→ Instruction: Write out the records below word for word, please.

→ Dataset extract:

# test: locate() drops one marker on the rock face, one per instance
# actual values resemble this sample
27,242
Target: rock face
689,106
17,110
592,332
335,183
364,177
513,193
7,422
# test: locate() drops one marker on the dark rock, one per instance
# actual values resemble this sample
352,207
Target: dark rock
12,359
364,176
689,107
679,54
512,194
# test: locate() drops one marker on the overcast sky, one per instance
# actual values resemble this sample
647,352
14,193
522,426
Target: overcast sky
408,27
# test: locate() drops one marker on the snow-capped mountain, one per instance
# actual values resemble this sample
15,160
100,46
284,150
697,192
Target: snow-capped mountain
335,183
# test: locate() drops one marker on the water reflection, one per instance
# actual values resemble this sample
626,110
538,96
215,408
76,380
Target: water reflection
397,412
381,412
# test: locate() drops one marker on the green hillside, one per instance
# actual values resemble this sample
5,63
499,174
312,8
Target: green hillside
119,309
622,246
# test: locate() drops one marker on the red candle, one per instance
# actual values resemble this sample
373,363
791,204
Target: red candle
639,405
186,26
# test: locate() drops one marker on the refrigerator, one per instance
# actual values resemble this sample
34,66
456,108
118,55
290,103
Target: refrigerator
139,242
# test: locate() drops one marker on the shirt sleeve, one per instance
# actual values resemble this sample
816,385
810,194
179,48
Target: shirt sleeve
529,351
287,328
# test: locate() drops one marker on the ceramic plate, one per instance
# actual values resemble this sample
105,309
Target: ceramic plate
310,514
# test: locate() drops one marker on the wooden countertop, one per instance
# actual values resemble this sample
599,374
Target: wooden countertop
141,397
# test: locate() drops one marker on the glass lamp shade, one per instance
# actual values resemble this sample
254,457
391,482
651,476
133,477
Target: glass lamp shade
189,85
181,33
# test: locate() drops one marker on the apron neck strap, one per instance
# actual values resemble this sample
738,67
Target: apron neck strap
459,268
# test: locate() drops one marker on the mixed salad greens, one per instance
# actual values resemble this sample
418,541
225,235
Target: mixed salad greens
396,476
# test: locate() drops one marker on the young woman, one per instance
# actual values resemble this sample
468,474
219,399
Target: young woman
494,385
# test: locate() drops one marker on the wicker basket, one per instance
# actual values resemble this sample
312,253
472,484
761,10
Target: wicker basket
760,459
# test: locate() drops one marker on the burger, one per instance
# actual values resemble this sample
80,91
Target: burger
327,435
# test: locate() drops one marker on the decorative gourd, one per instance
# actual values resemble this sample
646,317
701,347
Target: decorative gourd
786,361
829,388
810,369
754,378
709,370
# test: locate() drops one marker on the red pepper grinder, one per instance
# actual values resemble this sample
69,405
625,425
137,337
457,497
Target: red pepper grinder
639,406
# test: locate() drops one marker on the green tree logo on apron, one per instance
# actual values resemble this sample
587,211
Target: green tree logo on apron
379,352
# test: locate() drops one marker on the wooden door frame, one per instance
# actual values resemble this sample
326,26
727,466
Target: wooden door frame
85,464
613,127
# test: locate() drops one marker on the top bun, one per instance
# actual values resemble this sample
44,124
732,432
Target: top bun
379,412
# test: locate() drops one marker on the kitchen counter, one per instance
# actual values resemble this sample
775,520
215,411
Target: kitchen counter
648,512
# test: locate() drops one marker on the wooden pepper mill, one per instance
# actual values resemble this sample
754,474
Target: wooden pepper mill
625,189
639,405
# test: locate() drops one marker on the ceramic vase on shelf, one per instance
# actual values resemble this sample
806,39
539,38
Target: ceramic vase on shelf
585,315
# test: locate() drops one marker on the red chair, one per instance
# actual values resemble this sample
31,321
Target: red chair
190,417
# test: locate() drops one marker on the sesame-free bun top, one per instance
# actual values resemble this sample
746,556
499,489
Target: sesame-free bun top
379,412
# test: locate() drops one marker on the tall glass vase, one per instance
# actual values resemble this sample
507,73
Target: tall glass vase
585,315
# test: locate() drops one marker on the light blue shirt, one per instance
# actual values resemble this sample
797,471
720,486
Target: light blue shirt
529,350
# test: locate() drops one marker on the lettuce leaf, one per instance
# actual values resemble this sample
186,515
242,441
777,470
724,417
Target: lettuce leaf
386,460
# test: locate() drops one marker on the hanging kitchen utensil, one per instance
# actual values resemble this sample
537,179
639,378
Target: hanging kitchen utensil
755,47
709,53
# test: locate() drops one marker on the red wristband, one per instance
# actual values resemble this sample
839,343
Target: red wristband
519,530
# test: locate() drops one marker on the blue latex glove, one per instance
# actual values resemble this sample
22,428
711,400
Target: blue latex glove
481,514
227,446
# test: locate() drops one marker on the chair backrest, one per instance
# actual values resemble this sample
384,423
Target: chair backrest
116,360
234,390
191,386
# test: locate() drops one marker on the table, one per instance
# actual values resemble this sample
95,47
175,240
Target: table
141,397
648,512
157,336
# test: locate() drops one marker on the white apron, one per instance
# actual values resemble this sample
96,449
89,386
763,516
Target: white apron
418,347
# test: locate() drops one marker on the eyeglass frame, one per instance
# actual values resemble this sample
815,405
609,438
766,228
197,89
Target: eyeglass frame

→ The result:
# test: locate() drops one marker on the rock face, one per instance
# actual values resemble this sample
27,242
Target: rock face
689,106
17,110
592,332
335,183
364,177
513,193
7,422
# test: locate() drops one marker on the dark rock, one per instance
# actual values resemble this sample
352,207
Target: dark rock
12,359
364,176
689,107
679,54
512,194
# test: locate() drops one marker on the overcast sky, one per instance
# actual values resemble this sample
647,352
14,193
522,426
Target: overcast sky
408,27
# test: locate() drops one marker on the snow-capped mountain, one per instance
# actual values resemble this sample
15,160
100,46
284,150
697,192
Target: snow-capped mountain
335,183
# test: locate() drops one marker on the water reflection, one per instance
# actual values resemble this sample
626,110
538,96
215,408
76,380
Target: water reflection
397,412
381,412
# test: locate() drops one marker on the green hillside, one per instance
# actual values resemble this sample
5,63
499,174
312,8
Target: green hillside
119,309
622,246
# test: locate() drops one marker on the red candle, one per instance
# actual values resemble this sample
373,363
791,204
Target: red candle
639,405
186,26
# test: locate() drops one marker on the refrigerator, one per instance
# actual values resemble this sample
34,66
456,108
118,55
290,103
Target: refrigerator
139,242
# test: locate() drops one marker on the shirt sleeve, one per instance
# actual values resemble this sample
816,385
810,194
179,48
Target: shirt sleeve
529,351
287,328
# test: locate() drops one marker on the ceramic plate, one per instance
# actual values resemble this sample
105,309
Target: ceramic plate
310,514
# test: locate() drops one marker on the wooden countertop, one per instance
# actual values resemble this sample
599,374
Target: wooden countertop
141,397
# test: locate() drops one marker on the glass lamp shade, one per instance
# actual values resemble this sample
254,457
391,482
651,476
133,477
Target: glass lamp shade
189,85
181,33
# test: locate() drops one marker on the apron neck strap, one per instance
# actual values resemble this sample
738,67
Target: apron neck strap
459,268
# test: locate() drops one marker on the mixed salad greens, one per instance
# actual values resemble this sample
418,541
225,235
Target: mixed salad greens
396,476
# test: locate() drops one marker on the young woman, one per instance
# actual values resemble this sample
468,474
219,399
Target: young woman
494,385
# test: locate() drops one marker on the wicker basket, one per instance
# actual values resemble this sample
312,253
472,484
761,10
Target: wicker basket
760,459
# test: locate() drops one marker on the burger, one per instance
# actual values resemble this sample
80,91
Target: burger
327,435
# test: locate() drops one marker on the decorative gourd, one per instance
# actual values resemble this sample
646,317
701,347
Target: decorative gourd
786,361
829,388
810,369
754,378
709,370
# test: locate() drops one marker on the red pepper grinder, one per instance
# actual values resemble this sample
69,405
625,425
137,337
457,497
Target: red pepper grinder
639,406
# test: locate() drops one marker on the green tree logo on apron, one per instance
# actual values resemble this sample
587,211
Target: green tree logo on apron
379,352
# test: locate() drops one marker on the wooden door frame, one per instance
# actual values resemble this sample
326,26
727,466
Target: wooden door frame
85,464
613,127
# test: locate() drops one marker on the top bun, one per instance
# actual values resemble this sample
44,124
732,432
Target: top bun
379,412
# test: locate() drops one marker on the kitchen counter, one per instance
# actual values resemble this sample
775,520
215,411
Target: kitchen counter
648,512
# test: locate() drops one marker on the wooden pepper mill, one per instance
# actual values resemble this sample
754,474
Target: wooden pepper mill
625,189
639,405
# test: locate() drops one marker on the ceramic vase on shelf, one per instance
# actual values resemble this sample
806,39
539,38
Target: ceramic vase on shelf
585,315
# test: locate() drops one marker on the red chair, one per instance
# actual values resemble this sample
31,321
Target: red chair
190,417
# test: locate() drops one marker on the sesame-free bun top, one per instance
# actual values resemble this sample
746,556
499,489
Target: sesame-free bun top
379,412
# test: locate() drops one marker on the tall glass vase, one per instance
# actual values resemble this sample
507,73
Target: tall glass vase
585,315
# test: locate() drops one marker on the light blue shirt, one per instance
# actual values resemble this sample
797,471
720,486
Target: light blue shirt
529,350
# test: locate() drops one marker on the lettuce leaf, one per instance
# actual values resemble this sample
186,515
242,441
777,470
724,417
Target: lettuce leaf
386,460
# test: locate() drops one marker on the hanging kitchen utensil, one per instance
# actual values resemble this sample
537,179
639,378
Target: hanging kitchen utensil
755,47
709,53
# test: locate() drops one marker on the red wristband, one per instance
# actual values resemble this sample
839,343
Target: red wristband
519,530
# test: locate() drops one marker on the blue latex glove, one per instance
# actual values resemble this sample
22,428
711,400
Target: blue latex glove
481,514
227,446
# test: locate() drops one marker on the chair backrest, one per instance
# actual values resemble this sample
384,423
Target: chair backrest
116,360
234,390
191,386
# test: locate() drops one marker on the table, one per instance
# actual values resemble this sample
95,47
175,240
Target: table
141,397
648,512
157,336
# test: locate() drops one marker on the white apron, one per instance
# actual values resemble this sample
96,449
89,386
763,516
Target: white apron
418,347
# test: locate() drops one marker on the eyeglass frame, one per instance
# actual values resemble this sample
815,405
609,438
766,228
197,89
Target: eyeglass frame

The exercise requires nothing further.